Information -
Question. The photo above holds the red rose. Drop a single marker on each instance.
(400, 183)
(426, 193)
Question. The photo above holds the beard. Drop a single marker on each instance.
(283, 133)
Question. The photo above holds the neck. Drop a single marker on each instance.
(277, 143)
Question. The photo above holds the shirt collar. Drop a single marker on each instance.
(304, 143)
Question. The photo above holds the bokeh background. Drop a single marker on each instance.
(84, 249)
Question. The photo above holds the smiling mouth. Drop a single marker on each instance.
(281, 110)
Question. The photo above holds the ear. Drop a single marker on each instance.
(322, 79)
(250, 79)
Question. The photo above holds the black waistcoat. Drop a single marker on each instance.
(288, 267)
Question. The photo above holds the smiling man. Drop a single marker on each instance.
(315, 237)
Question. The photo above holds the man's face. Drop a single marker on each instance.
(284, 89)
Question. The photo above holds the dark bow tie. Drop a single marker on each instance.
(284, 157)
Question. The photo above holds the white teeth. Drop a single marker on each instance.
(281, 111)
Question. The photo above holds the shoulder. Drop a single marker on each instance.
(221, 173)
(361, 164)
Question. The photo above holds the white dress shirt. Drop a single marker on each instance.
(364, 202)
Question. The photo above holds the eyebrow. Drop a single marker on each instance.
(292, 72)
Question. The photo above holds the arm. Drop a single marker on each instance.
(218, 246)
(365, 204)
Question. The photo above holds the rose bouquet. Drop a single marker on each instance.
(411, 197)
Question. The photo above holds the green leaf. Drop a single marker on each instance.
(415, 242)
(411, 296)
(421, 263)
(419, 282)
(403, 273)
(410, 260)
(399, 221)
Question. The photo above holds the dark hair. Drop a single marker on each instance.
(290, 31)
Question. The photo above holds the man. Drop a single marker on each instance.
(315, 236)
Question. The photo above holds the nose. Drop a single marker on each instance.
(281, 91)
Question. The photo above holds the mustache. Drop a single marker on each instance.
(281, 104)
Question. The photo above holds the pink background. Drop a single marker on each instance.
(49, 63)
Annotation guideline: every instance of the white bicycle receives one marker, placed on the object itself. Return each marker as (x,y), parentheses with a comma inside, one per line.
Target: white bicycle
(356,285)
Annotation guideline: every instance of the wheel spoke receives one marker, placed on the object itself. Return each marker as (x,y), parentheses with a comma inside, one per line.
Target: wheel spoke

Problem -
Set down the full listing once more, exactly as written.

Completed exercise -
Question. The photo above holds the red rose. Drop a single marker on each instance.
(400, 183)
(426, 193)
Question. The photo above holds the beard. Drop a single marker on each instance.
(283, 133)
Question. The photo above holds the neck. Drop a single marker on each instance.
(277, 143)
Question. The photo above holds the shirt collar. Drop a single marker on each instance.
(304, 143)
Question. The photo above holds the bokeh background. Drop a single marker on each instance.
(84, 249)
Question. The photo above holds the smiling mouth. Drop a single marker on each instance.
(281, 110)
Question. The photo above holds the ear. Drop a single marker on each instance.
(322, 79)
(250, 79)
Question. The photo above holds the black waistcoat. Drop a single marker on each instance.
(288, 267)
Question. The photo above holds the smiling man. Drop a single marker on each instance.
(315, 237)
Question. The photo above holds the man's face. Drop a single marker on each instance.
(284, 89)
Question. The photo above holds the dark bow tie. Drop a single marker on each instance.
(284, 157)
Question. The photo above holds the white teeth. Drop a single marker on each instance.
(281, 111)
Question. The photo above holds the shoulder. Drop a single marker on each instance.
(221, 173)
(361, 164)
Question. The photo above holds the white dress shirt. Drop a single marker on each instance.
(364, 202)
Question. The photo above holds the eyebrow. Drop a single marker on each instance.
(292, 72)
Question. The photo above holds the arm. Drop a single marker on each instance.
(218, 246)
(365, 204)
Question. The photo above holds the rose bouquet. Drop a single marker on each instance.
(411, 197)
Question. The photo above holds the green leaf. Drop a single marker on each instance.
(415, 242)
(411, 296)
(421, 263)
(419, 282)
(403, 273)
(410, 260)
(399, 221)
Question. The photo above holds the dark hair. Drop a single marker on each instance.
(290, 31)
Question. The photo above holds the man. Drop a single marker on each instance.
(315, 236)
Question. The photo above holds the nose. Drop a single marker on each instance.
(281, 91)
Question. The photo above holds the mustache. Drop a single marker on each instance.
(281, 104)
Question. The photo above holds the pink background. Drop a single marker on each instance.
(49, 63)
Annotation guideline: every instance of the white bicycle receives one marker, placed on the object itself. Return each marker as (x,y), parentheses with a comma inside, one per line.
Target: white bicycle
(356,285)
Annotation guideline: every instance of the wheel spoke receives one marker, placed on the object itself. Return each marker as (x,y), parentheses with a comma inside, one per line.
Target: wheel spoke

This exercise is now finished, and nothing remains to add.